Stored entries
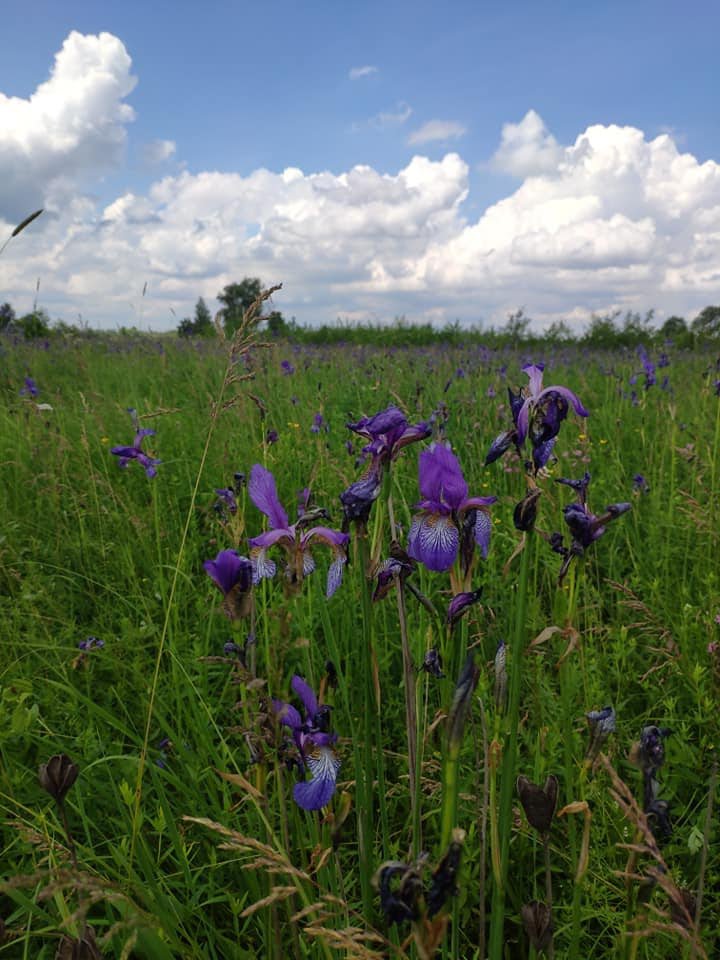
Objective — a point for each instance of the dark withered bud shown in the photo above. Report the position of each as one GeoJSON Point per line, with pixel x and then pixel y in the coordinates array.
{"type": "Point", "coordinates": [444, 880]}
{"type": "Point", "coordinates": [401, 889]}
{"type": "Point", "coordinates": [525, 512]}
{"type": "Point", "coordinates": [651, 753]}
{"type": "Point", "coordinates": [500, 445]}
{"type": "Point", "coordinates": [58, 775]}
{"type": "Point", "coordinates": [84, 948]}
{"type": "Point", "coordinates": [537, 921]}
{"type": "Point", "coordinates": [460, 604]}
{"type": "Point", "coordinates": [432, 664]}
{"type": "Point", "coordinates": [602, 724]}
{"type": "Point", "coordinates": [538, 802]}
{"type": "Point", "coordinates": [398, 566]}
{"type": "Point", "coordinates": [501, 676]}
{"type": "Point", "coordinates": [359, 497]}
{"type": "Point", "coordinates": [331, 674]}
{"type": "Point", "coordinates": [462, 701]}
{"type": "Point", "coordinates": [658, 814]}
{"type": "Point", "coordinates": [684, 913]}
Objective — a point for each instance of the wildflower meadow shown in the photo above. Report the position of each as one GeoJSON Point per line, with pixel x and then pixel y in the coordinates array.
{"type": "Point", "coordinates": [358, 651]}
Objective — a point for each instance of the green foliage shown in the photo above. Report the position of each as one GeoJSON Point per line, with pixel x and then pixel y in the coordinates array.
{"type": "Point", "coordinates": [675, 329]}
{"type": "Point", "coordinates": [7, 316]}
{"type": "Point", "coordinates": [201, 325]}
{"type": "Point", "coordinates": [238, 298]}
{"type": "Point", "coordinates": [706, 324]}
{"type": "Point", "coordinates": [89, 549]}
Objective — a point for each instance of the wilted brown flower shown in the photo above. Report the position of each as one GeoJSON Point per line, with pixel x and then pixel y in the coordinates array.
{"type": "Point", "coordinates": [58, 775]}
{"type": "Point", "coordinates": [538, 802]}
{"type": "Point", "coordinates": [537, 920]}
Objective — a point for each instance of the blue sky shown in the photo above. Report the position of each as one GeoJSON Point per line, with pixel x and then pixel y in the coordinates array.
{"type": "Point", "coordinates": [233, 89]}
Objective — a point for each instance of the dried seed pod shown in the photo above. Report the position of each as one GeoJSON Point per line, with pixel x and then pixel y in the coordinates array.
{"type": "Point", "coordinates": [537, 921]}
{"type": "Point", "coordinates": [58, 775]}
{"type": "Point", "coordinates": [538, 802]}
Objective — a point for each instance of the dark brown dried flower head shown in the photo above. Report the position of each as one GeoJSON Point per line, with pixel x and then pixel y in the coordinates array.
{"type": "Point", "coordinates": [537, 920]}
{"type": "Point", "coordinates": [525, 511]}
{"type": "Point", "coordinates": [538, 802]}
{"type": "Point", "coordinates": [58, 775]}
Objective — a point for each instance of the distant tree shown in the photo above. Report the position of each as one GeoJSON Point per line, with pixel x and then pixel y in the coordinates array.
{"type": "Point", "coordinates": [200, 326]}
{"type": "Point", "coordinates": [34, 325]}
{"type": "Point", "coordinates": [516, 326]}
{"type": "Point", "coordinates": [203, 319]}
{"type": "Point", "coordinates": [707, 323]}
{"type": "Point", "coordinates": [7, 316]}
{"type": "Point", "coordinates": [237, 298]}
{"type": "Point", "coordinates": [559, 332]}
{"type": "Point", "coordinates": [636, 327]}
{"type": "Point", "coordinates": [186, 327]}
{"type": "Point", "coordinates": [674, 328]}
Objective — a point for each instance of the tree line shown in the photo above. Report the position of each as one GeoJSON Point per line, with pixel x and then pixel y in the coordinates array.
{"type": "Point", "coordinates": [605, 331]}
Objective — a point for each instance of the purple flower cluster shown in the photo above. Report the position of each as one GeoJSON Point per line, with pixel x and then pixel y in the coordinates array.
{"type": "Point", "coordinates": [537, 413]}
{"type": "Point", "coordinates": [314, 743]}
{"type": "Point", "coordinates": [585, 528]}
{"type": "Point", "coordinates": [449, 522]}
{"type": "Point", "coordinates": [387, 432]}
{"type": "Point", "coordinates": [135, 452]}
{"type": "Point", "coordinates": [295, 539]}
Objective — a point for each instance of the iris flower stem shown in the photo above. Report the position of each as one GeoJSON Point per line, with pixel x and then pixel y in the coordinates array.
{"type": "Point", "coordinates": [372, 727]}
{"type": "Point", "coordinates": [410, 719]}
{"type": "Point", "coordinates": [410, 686]}
{"type": "Point", "coordinates": [548, 889]}
{"type": "Point", "coordinates": [509, 759]}
{"type": "Point", "coordinates": [566, 700]}
{"type": "Point", "coordinates": [364, 771]}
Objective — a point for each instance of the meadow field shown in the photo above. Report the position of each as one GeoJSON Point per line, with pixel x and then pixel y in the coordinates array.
{"type": "Point", "coordinates": [527, 761]}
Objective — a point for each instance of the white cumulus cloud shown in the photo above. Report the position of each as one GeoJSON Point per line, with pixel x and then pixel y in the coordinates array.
{"type": "Point", "coordinates": [526, 148]}
{"type": "Point", "coordinates": [357, 72]}
{"type": "Point", "coordinates": [158, 151]}
{"type": "Point", "coordinates": [614, 219]}
{"type": "Point", "coordinates": [74, 123]}
{"type": "Point", "coordinates": [437, 130]}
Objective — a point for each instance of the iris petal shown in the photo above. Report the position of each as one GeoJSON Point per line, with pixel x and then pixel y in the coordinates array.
{"type": "Point", "coordinates": [315, 793]}
{"type": "Point", "coordinates": [483, 529]}
{"type": "Point", "coordinates": [433, 540]}
{"type": "Point", "coordinates": [264, 495]}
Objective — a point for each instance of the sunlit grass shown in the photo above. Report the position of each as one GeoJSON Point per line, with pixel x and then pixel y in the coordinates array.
{"type": "Point", "coordinates": [89, 549]}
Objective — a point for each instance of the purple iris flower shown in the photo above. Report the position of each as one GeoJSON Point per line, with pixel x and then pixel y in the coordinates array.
{"type": "Point", "coordinates": [314, 742]}
{"type": "Point", "coordinates": [537, 412]}
{"type": "Point", "coordinates": [640, 484]}
{"type": "Point", "coordinates": [585, 528]}
{"type": "Point", "coordinates": [449, 521]}
{"type": "Point", "coordinates": [388, 432]}
{"type": "Point", "coordinates": [91, 643]}
{"type": "Point", "coordinates": [543, 409]}
{"type": "Point", "coordinates": [295, 539]}
{"type": "Point", "coordinates": [460, 604]}
{"type": "Point", "coordinates": [135, 452]}
{"type": "Point", "coordinates": [233, 575]}
{"type": "Point", "coordinates": [30, 389]}
{"type": "Point", "coordinates": [648, 366]}
{"type": "Point", "coordinates": [226, 497]}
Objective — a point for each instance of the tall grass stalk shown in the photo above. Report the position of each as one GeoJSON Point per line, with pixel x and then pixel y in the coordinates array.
{"type": "Point", "coordinates": [509, 757]}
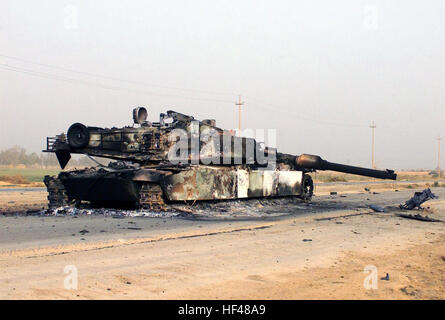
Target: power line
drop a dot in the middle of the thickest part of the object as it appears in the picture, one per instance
(303, 116)
(114, 78)
(108, 87)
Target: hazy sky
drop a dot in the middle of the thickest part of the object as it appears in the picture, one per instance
(317, 71)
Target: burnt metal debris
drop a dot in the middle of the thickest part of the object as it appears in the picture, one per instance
(418, 199)
(179, 159)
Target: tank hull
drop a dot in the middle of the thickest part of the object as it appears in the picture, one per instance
(196, 183)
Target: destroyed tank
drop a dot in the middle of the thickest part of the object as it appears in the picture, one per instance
(179, 159)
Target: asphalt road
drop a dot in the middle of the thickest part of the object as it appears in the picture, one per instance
(25, 232)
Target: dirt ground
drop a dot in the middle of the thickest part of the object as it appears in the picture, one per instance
(318, 255)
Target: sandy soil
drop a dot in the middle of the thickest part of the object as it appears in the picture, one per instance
(310, 256)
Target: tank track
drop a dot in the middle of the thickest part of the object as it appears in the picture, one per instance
(57, 196)
(151, 197)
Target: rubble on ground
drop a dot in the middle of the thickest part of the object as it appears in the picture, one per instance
(418, 199)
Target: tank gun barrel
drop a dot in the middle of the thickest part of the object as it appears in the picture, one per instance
(308, 161)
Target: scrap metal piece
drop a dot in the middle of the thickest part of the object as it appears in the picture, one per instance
(376, 208)
(418, 199)
(418, 217)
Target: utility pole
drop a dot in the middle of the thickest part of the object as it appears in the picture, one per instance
(373, 126)
(438, 156)
(239, 104)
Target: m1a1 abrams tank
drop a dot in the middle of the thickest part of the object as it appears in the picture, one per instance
(179, 159)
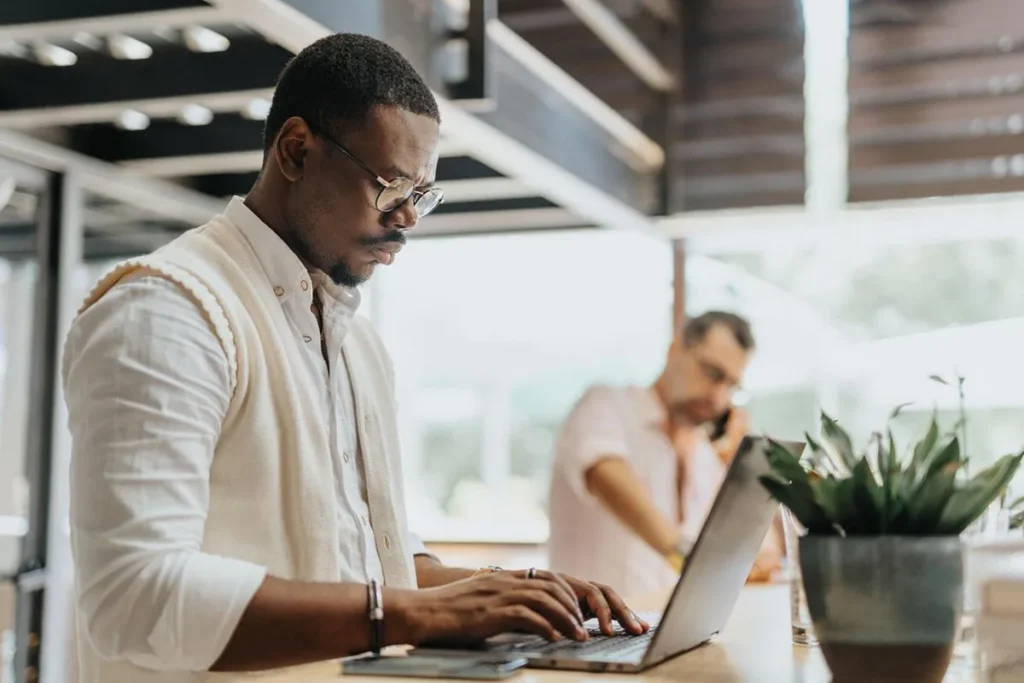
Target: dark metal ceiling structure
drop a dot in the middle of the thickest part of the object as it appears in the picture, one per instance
(557, 114)
(175, 91)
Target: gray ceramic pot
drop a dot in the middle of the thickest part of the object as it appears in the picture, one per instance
(885, 608)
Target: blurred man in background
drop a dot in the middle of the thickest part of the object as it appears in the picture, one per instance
(638, 468)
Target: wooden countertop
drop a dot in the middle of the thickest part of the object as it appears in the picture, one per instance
(756, 646)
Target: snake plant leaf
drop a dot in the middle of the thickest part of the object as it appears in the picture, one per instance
(948, 455)
(892, 462)
(927, 444)
(824, 493)
(898, 511)
(839, 440)
(821, 461)
(930, 500)
(967, 504)
(868, 501)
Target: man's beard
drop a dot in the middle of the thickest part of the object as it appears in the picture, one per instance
(339, 272)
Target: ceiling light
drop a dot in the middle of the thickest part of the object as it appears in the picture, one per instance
(256, 110)
(201, 39)
(88, 40)
(13, 49)
(132, 120)
(194, 115)
(126, 47)
(7, 186)
(53, 55)
(166, 32)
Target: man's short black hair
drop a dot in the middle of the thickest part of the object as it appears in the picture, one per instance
(340, 78)
(696, 329)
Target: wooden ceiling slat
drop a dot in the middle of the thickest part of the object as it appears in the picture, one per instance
(753, 163)
(936, 72)
(946, 188)
(929, 113)
(934, 151)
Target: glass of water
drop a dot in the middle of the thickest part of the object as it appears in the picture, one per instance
(803, 629)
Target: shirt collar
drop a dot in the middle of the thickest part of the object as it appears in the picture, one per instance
(648, 408)
(287, 273)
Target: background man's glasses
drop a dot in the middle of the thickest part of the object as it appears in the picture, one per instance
(396, 191)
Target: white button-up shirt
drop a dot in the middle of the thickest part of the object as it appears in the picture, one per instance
(145, 358)
(586, 539)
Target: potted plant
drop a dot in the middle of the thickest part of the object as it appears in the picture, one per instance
(1017, 513)
(882, 560)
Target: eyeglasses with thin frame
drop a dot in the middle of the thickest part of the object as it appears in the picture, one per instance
(396, 191)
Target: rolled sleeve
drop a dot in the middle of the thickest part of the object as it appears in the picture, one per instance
(147, 387)
(594, 431)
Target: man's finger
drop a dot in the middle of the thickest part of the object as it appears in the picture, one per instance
(520, 617)
(569, 592)
(622, 613)
(552, 609)
(599, 607)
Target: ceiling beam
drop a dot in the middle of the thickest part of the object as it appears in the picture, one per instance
(46, 11)
(624, 43)
(131, 23)
(534, 133)
(161, 199)
(245, 161)
(230, 101)
(650, 155)
(249, 65)
(499, 221)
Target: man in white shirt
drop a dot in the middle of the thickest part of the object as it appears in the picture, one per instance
(236, 483)
(636, 472)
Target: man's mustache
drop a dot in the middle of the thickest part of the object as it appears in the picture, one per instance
(394, 236)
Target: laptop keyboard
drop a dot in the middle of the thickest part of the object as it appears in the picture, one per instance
(621, 646)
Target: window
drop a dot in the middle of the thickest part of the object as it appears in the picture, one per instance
(494, 339)
(859, 329)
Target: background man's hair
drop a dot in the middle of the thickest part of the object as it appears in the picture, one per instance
(341, 78)
(696, 329)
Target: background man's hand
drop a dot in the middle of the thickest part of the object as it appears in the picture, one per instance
(736, 428)
(473, 609)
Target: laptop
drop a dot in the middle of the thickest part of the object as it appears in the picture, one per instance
(705, 596)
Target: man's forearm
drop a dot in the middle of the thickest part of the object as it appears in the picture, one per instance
(291, 623)
(614, 483)
(430, 572)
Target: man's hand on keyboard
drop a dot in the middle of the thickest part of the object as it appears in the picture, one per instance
(601, 601)
(474, 609)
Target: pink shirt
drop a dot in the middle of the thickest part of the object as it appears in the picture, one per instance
(588, 541)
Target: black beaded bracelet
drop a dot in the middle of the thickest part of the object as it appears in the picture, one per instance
(375, 611)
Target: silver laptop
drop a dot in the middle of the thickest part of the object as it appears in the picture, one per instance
(704, 597)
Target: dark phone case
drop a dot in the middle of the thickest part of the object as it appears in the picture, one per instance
(479, 668)
(718, 430)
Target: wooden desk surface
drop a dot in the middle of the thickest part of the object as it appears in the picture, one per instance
(756, 646)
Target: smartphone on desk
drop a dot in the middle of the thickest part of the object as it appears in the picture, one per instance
(473, 667)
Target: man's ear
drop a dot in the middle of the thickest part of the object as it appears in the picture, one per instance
(291, 147)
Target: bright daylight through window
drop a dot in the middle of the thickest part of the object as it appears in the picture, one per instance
(494, 339)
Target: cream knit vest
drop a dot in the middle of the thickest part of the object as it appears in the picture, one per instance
(271, 483)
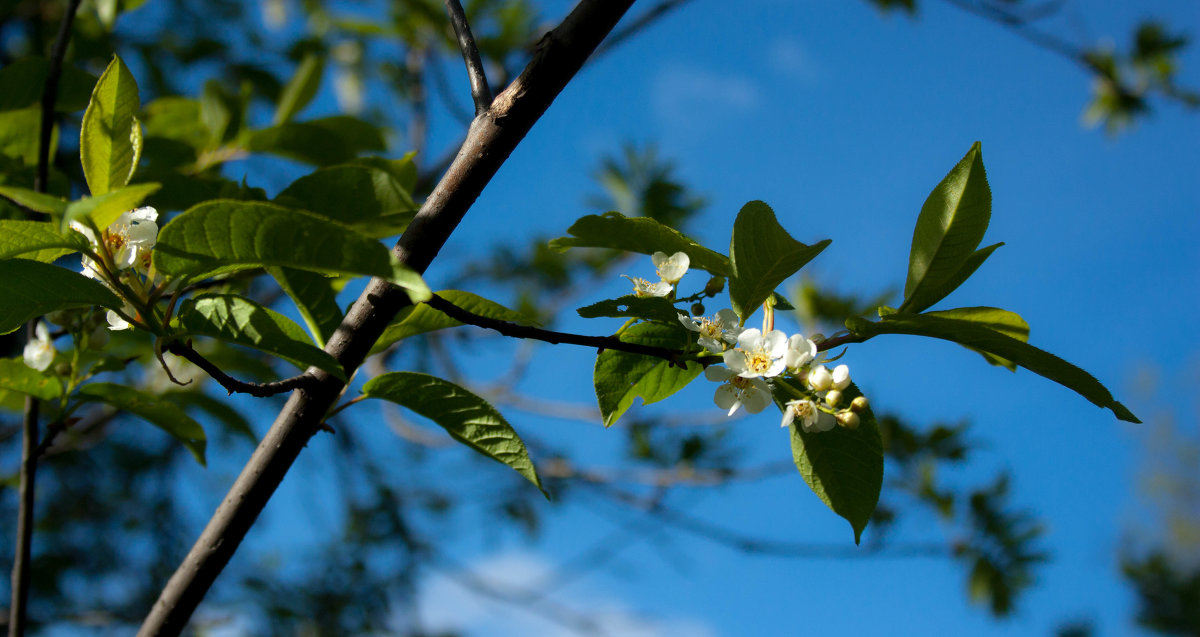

Work task - Of the lines above, copy each one that contains the word "window".

Task result -
Target: window
Target: bright daylight through window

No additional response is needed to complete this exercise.